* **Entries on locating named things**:
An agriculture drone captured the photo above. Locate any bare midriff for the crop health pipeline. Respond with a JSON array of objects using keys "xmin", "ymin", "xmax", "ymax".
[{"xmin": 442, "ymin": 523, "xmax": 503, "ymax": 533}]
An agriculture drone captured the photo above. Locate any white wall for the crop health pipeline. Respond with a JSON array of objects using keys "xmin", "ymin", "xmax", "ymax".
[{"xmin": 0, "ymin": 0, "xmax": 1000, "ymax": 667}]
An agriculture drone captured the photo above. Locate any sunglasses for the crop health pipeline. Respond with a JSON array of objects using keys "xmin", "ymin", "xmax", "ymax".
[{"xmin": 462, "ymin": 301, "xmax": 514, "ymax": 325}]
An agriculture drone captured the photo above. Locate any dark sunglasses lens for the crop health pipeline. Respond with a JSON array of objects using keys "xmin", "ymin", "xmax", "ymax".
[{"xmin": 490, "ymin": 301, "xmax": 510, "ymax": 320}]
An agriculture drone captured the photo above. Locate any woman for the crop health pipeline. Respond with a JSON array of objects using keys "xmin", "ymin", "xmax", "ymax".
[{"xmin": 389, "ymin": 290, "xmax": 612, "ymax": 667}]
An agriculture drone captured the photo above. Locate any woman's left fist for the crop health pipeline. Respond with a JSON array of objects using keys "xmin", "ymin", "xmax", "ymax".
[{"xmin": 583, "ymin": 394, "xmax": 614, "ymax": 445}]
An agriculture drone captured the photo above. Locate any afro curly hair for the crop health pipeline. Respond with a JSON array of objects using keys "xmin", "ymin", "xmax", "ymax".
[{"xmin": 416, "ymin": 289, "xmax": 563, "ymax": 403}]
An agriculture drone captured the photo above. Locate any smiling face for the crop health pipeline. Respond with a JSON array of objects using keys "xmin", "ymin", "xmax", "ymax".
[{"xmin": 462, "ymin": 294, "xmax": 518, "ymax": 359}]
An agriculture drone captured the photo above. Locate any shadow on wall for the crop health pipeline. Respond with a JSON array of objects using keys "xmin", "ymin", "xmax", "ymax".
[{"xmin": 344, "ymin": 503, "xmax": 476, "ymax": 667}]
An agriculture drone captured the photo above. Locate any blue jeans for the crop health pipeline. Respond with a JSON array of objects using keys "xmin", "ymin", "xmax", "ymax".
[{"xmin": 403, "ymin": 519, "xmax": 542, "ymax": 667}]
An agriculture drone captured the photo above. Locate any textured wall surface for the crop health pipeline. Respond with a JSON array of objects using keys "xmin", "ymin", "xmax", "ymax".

* **Do this**: Please rewrite the items above, replacing "crop health pipeline" with "field survey pipeline" and leaving everything else unchanged.

* **Task output**:
An agriculture drone captured the photo above. Locate any bare midriff for the field survey pipeline. Respond with a JSON array of objects using keys "xmin", "ymin", "xmax", "ymax".
[{"xmin": 442, "ymin": 523, "xmax": 503, "ymax": 533}]
An agriculture drone captured the photo above. Locate any white wall for the field survey pipeline. Respond with a JSON array of objects using keys "xmin", "ymin", "xmax", "ymax".
[{"xmin": 0, "ymin": 0, "xmax": 1000, "ymax": 667}]
An agriculture drone captured the photo above. Locate any sunglasses for the field survey pipeline. Respond with a JSON array of objects using keys "xmin", "ymin", "xmax", "ymax".
[{"xmin": 462, "ymin": 301, "xmax": 514, "ymax": 325}]
An agriculture drone captured the photo above. Locate any dark sunglasses lens for the field survey pipeline. Respond with a JSON array of objects using keys "xmin", "ymin", "xmax", "ymax".
[{"xmin": 490, "ymin": 301, "xmax": 510, "ymax": 320}]
An agriculture drone captured the photo above. Locate any woman for the field survey pipeline. Respond with a JSON array of objects using keys "xmin", "ymin", "xmax", "ymax".
[{"xmin": 389, "ymin": 290, "xmax": 612, "ymax": 667}]
An agriculture drone captured the photo above. Locate any woman's left fist for the field survey pipeline. Respond with a JSON array of objects using keys "xmin", "ymin", "xmax", "ymax".
[{"xmin": 583, "ymin": 394, "xmax": 614, "ymax": 445}]
An agriculture drone captured the photo above. Locate any afro curly hair for the field survey pipeline. Respond with a JSON array of objects using keys "xmin", "ymin", "xmax", "ymax".
[{"xmin": 416, "ymin": 289, "xmax": 563, "ymax": 403}]
An agriculture drone captured the photo above. Locate any smiling face for the field survey pipeline. Respond with a JSON array of objects using keys "xmin", "ymin", "xmax", "ymax".
[{"xmin": 462, "ymin": 294, "xmax": 518, "ymax": 359}]
An agriculture drone captured the photo above. Locate any shadow on wall for the field survey pipeline. Respond with a JSON array of objects using keys "xmin", "ymin", "xmax", "ymax".
[{"xmin": 344, "ymin": 503, "xmax": 476, "ymax": 667}]
An agriculture drone captured the photo above. Locate any blue jeans for the field survey pipeline. Respond with a JSON array of objects using keys "xmin", "ymin", "xmax", "ymax".
[{"xmin": 403, "ymin": 519, "xmax": 542, "ymax": 667}]
An agriculture drone captured the photo above. Locate any textured wall surface for the field survey pipeline. Respond with a JSON array of objects using keys "xmin", "ymin", "xmax", "ymax".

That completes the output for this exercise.